## [SUPPLIED RECORDS]
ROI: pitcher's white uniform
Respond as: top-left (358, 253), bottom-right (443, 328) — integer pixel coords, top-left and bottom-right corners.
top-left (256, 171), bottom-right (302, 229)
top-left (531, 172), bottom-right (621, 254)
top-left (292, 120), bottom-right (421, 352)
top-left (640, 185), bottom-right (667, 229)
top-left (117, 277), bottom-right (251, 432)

## [STATED GOAL]
Turn every line of the records above into a numbered list, leaving out any blank lines.

## [CORRECT OUTPUT]
1. ROI: pitcher's white uniform
2. Respond as: top-left (358, 253), bottom-right (443, 328) — integer pixel coords, top-left and bottom-right corners.
3. top-left (256, 171), bottom-right (302, 229)
4. top-left (531, 172), bottom-right (621, 254)
5. top-left (292, 120), bottom-right (421, 352)
6. top-left (640, 185), bottom-right (667, 229)
7. top-left (117, 277), bottom-right (251, 432)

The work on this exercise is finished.